## Records provided
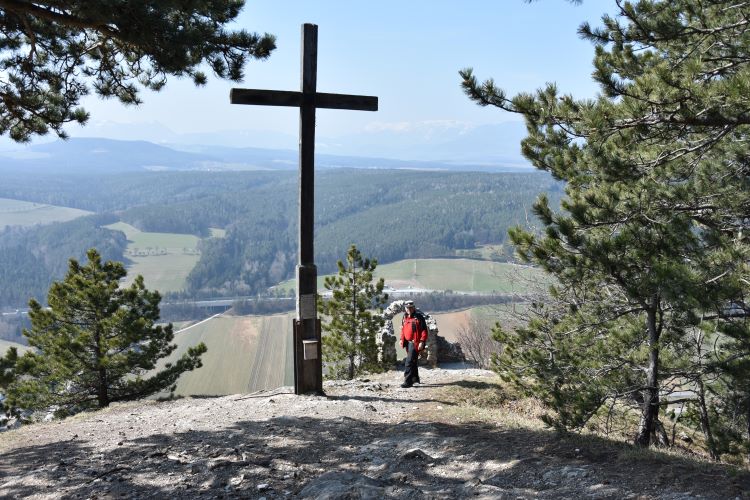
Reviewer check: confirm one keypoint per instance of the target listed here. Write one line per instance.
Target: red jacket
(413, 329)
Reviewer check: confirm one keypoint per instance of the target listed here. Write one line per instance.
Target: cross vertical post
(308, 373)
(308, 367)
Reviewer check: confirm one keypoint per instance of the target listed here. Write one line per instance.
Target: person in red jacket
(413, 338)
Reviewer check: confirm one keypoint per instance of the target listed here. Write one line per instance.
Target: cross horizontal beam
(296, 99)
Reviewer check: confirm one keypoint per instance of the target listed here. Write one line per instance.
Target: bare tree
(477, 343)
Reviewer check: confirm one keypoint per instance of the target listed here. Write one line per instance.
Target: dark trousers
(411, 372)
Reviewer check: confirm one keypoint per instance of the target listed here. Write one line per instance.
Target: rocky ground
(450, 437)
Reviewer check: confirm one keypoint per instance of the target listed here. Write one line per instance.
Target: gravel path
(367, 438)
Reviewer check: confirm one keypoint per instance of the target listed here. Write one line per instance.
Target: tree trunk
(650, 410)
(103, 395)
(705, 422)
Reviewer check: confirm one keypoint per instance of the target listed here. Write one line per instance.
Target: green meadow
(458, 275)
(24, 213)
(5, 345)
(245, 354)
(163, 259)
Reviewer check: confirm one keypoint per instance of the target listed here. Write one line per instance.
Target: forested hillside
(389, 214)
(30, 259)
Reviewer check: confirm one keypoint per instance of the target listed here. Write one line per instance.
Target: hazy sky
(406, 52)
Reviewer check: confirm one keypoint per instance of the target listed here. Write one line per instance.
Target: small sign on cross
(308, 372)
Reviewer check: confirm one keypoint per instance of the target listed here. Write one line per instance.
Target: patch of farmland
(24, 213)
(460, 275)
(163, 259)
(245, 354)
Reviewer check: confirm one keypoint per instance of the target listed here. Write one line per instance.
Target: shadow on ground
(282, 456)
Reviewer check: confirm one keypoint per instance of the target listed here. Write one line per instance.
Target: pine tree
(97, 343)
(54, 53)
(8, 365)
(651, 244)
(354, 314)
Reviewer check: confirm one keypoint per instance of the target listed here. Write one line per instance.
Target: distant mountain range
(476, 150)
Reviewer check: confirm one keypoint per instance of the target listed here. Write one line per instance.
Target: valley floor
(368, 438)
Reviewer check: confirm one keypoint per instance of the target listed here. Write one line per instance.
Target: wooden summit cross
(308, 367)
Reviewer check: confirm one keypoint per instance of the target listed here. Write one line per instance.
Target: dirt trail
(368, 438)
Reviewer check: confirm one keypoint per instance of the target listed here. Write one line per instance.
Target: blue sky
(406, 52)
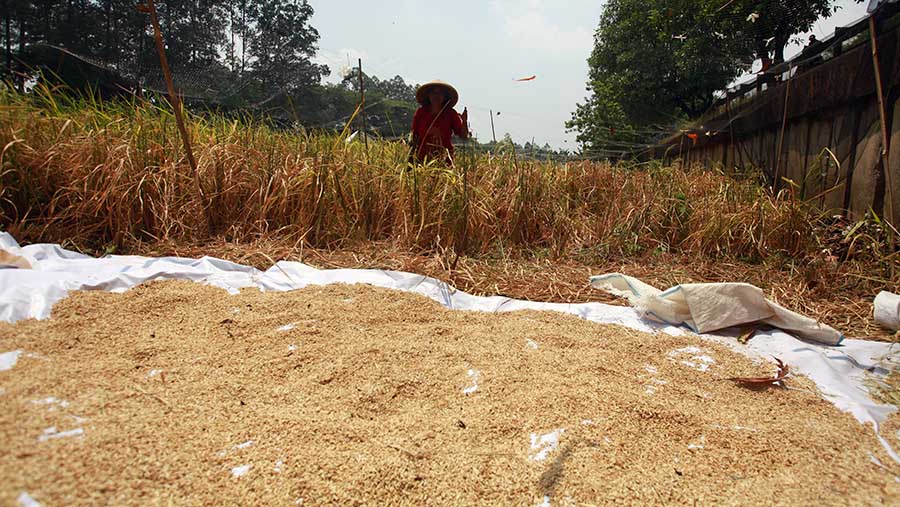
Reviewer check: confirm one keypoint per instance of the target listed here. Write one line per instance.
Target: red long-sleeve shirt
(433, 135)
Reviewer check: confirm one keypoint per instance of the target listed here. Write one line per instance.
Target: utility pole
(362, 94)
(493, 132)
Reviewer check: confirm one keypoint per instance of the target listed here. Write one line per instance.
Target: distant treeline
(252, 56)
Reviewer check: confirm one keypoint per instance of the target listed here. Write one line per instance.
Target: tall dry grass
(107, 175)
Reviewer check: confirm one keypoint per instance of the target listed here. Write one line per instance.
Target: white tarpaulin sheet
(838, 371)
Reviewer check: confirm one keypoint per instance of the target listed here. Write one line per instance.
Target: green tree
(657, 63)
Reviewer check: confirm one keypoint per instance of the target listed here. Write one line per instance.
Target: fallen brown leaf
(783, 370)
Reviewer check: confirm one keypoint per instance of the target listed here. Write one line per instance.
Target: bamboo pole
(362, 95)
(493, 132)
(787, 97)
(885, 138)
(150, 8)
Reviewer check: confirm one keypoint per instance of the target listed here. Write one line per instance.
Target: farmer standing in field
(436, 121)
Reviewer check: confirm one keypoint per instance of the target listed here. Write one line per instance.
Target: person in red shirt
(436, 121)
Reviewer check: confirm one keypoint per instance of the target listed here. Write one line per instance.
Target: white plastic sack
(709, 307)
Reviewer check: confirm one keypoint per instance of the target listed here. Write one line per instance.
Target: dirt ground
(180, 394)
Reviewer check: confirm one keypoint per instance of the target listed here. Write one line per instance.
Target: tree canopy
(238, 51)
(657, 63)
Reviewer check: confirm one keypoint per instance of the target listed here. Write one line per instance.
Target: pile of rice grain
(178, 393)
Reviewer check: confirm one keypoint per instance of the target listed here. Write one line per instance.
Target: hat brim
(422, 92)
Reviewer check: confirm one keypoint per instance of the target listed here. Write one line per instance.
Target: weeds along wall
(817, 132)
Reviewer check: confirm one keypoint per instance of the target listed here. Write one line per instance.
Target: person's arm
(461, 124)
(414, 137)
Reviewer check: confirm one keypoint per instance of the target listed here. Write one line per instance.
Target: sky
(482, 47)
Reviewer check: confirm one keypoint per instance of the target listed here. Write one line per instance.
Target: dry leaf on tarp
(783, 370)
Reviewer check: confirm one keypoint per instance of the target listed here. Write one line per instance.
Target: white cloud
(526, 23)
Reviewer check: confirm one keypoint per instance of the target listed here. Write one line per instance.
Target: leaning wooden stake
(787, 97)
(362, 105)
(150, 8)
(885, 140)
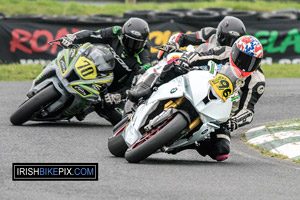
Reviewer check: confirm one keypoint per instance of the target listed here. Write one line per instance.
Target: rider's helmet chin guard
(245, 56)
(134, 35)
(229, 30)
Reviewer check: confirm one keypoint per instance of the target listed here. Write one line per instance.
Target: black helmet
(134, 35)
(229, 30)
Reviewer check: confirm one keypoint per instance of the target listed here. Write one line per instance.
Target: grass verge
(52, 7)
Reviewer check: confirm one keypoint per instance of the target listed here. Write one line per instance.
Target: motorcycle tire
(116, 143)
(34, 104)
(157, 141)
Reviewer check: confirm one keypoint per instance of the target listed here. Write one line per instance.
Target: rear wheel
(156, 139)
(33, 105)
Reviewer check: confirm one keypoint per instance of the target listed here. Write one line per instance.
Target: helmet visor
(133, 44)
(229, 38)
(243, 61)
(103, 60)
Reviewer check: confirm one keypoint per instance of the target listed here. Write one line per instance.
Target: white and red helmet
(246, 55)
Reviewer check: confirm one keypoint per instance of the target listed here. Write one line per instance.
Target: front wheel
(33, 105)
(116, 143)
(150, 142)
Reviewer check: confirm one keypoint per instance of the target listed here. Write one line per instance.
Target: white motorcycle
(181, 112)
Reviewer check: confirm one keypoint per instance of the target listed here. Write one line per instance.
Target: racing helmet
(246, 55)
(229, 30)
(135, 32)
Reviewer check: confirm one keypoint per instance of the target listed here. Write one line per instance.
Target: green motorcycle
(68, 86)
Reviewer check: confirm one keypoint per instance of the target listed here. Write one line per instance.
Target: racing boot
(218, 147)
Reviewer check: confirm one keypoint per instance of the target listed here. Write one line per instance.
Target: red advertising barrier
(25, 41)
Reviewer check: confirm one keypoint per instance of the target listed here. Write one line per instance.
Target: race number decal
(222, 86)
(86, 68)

## Written exercise
Transcribe all the data word for word; the images stay out.

## Expected answer
Reviewer check: confirm one keypoint per instance of the target listed here. Write one line per instance.
Target: red jacket
(413, 329)
Reviewer check: confirm one keypoint per instance of the target listed here. Write one line per instance.
Target: cross vertical post
(308, 373)
(308, 367)
Reviewer check: confirm one keypoint per instance of the target listed here. Write one line per instance.
Target: person in red jacket
(413, 338)
Reviewer check: confirm one keypoint per instance of the target listed here. Write one line per instance.
Target: cross horizontal beam
(296, 99)
Reviewer check: confirm one keypoint per instance of the target listed here. Write one line per instance.
Target: bare tree
(477, 343)
Reviewer check: confirm one keypoint per instance of the target listed here. Write one line per instance.
Target: dark trousers
(411, 372)
Reviewer check: confirm one keypoint per instance of the target listed here. Write one line per instance.
Target: rocky ground
(450, 437)
Reviewer check: confirm one keypoint per instance of the target listed here. Write one line per instance.
Target: gravel path
(367, 438)
Reviewer check: confirm one keypoint per instance of the target listed here. Write one line per instance.
Target: tree trunk
(650, 410)
(103, 395)
(705, 422)
Reviewer check: confirm one keypoint per instance of the target listed here. Write one line per instance.
Target: green meadow
(458, 275)
(24, 213)
(5, 345)
(245, 354)
(163, 259)
Reviewer check: confirm one keypoint per instance of the target listed here. Write one line per instance.
Target: forested hillside
(389, 214)
(30, 259)
Reviewer check: confirm one keypoint per instance of the target listed here. Write one line per instance.
Target: hazy sky
(406, 52)
Reviewer check: confirm one keypoint per instance of the target listed here. Write one line per instance.
Target: small sign on cross
(308, 372)
Reviewer check: confirm one keypoint per instance of the target listed here. Write one line per instance.
Target: patch of farmland
(24, 213)
(460, 275)
(163, 259)
(245, 354)
Reviewer check: confirm one keypoint per instance of the target listed here. Write one line per instance.
Target: shadow on ground
(282, 456)
Reviewer check: confirm one keypoint per instance of the target listed here. Write one line per instance.
Target: pine tree
(97, 343)
(54, 53)
(8, 365)
(651, 244)
(354, 314)
Reviewer check: confirm one keypoint per instance of the target listed here. Write one line per instance.
Target: distant mountain range
(476, 150)
Reviewer check: confirm one keypoint per instance of the target listed here. Write one line per instance.
Target: valley floor
(368, 438)
Reviewer check: confirm one keypoint per instance of the target listed here. Write one line per instance.
Target: wooden summit cross
(308, 367)
Reviewer check: confirm one keypoint per instance of the target listed here. Write one line per instance.
Target: dirt trail
(368, 438)
Reviewer check: confirm one keypoint per instance of the target listed here. Write one line per instance.
Target: blue sky
(406, 52)
Reviewer check: confirm one keypoint per instance of the target listed here. Write one line per instance.
Target: red long-sleeve shirt
(433, 135)
Reviewer check: confirm one keypoint per instance of the target listed here. Write one line per instance.
Target: utility pole
(362, 94)
(493, 132)
Reviewer check: confirm one keypoint per instance of the target listed here. Write one line per instance.
Target: distant treeline
(252, 56)
Reviewer check: confirm one keypoint per instance of the target listed here. Write one line per instance.
Target: tall dry grass
(107, 175)
Reviewer check: confirm one keypoint per instance of the target listed here. Write one line per instance.
Target: white tarpaulin sheet
(838, 371)
Reviewer check: confirm one keypoint per instance of the target listed here. Write one line per instance.
Target: green tree
(657, 63)
Reviewer check: confirm one keypoint per instance of the target listed here. Write one line per instance.
Target: fallen brown leaf
(783, 370)
Reviewer check: confirm one keypoint per instance of the target listed here. Write one line per instance.
Target: bamboo pole
(362, 95)
(493, 132)
(787, 97)
(885, 138)
(150, 8)
Reviewer check: confirm one keypoint per instance of the target listed here. Write one line per instance.
Target: farmer standing in field
(436, 121)
Reviewer check: confirm one keypoint per instance of the target listed here. Write one line per instance.
Target: person in red shirt
(436, 121)
Reviewer check: confirm one keypoint per instance of the target listed here. Write one line per instance.
Target: white plastic sack
(709, 307)
Reviewer check: confirm one keypoint per instance of the target listed here. Write one line per instance.
Target: dirt ground
(180, 394)
Reviewer check: confirm one keypoint per instance of the target listed here. Write one line per instance.
Target: tree canopy
(238, 51)
(657, 63)
Reviewer check: confirm one keypoint per instance of the target listed here. Write one line per instance.
Target: pile of rice grain
(178, 393)
Reviewer check: confirm one keypoint per instance of the target listed here. Write one line per instance.
Target: hat brim
(422, 92)
Reviewer check: confirm one keypoint per instance of the target listed here. Write one line per instance.
Target: weeds along wall
(817, 132)
Reviewer check: confirm one keypoint per instance of the target listed here. Write one line per instance.
Target: person's arm
(461, 124)
(414, 137)
Reviewer check: confirm one keypoint per instance of the target listed here. Write one line per instance.
Target: sky
(482, 47)
Reviewer check: confirm one keypoint per instance of the target listed here. Write one line per instance.
Target: dry leaf on tarp
(783, 370)
Reviewer check: confirm one keypoint per instance of the target listed here. Write one line per instance.
Target: white cloud
(526, 23)
Reviewer check: confirm one keypoint per instance of the target listed here. Write one line per instance.
Target: leaning wooden stake
(787, 97)
(362, 105)
(150, 8)
(885, 140)
Reviewer check: confirm one keypoint per instance of the target listed here. Write one line per instance.
Target: rider's helmet chin guard
(245, 56)
(134, 35)
(229, 30)
Reviewer check: confirm one keypoint per instance of the target listed here. Write one line per instance.
Target: black helmet
(134, 35)
(229, 30)
Reviewer check: confirm one keypoint per instance of the target listed here. Write one line per instance.
Target: grass verge
(52, 7)
Reviewer check: confirm one keypoint per instance of the target listed here. Write one line per instance.
Target: motorcycle tire
(116, 143)
(34, 104)
(157, 141)
Reviewer check: confirm one keypoint per instance of the target listed here. Write one line per instance.
Target: rear wheel
(156, 139)
(33, 105)
Reviewer check: confirm one keypoint per instance of the target listed here. Write one line per instance.
Target: helmet visor
(133, 44)
(229, 38)
(243, 61)
(103, 60)
Reviewer check: confirm one keypoint per instance of the target listed here. Write one line per instance.
Target: white and red helmet
(246, 55)
Reviewer check: confirm one keypoint per instance of the target listed here. Write one line per instance.
Target: front wheel
(33, 105)
(116, 143)
(150, 142)
Reviewer check: confirm one keypoint per instance of the target listed here. Write one line per instance.
Target: white motorcycle
(181, 112)
Reviewer check: confirm one keypoint per instance of the target listed here. Write one line per instance.
Target: racing helmet
(246, 55)
(229, 30)
(135, 32)
Reviewer check: confirm one keypoint per instance of the target listed here. Write one line per instance.
Target: green motorcycle
(68, 86)
Reviewer check: confirm one keypoint per instance of the target listed here. Write one line per instance.
Target: racing boot
(218, 147)
Reviewer check: confirm one keypoint per instance of the target listed here. Write one line per instance.
Target: red advertising barrier
(25, 41)
Reviewer check: confirm one keypoint per instance of the target listed here. Write one line per instance.
Target: race number decal
(222, 86)
(86, 68)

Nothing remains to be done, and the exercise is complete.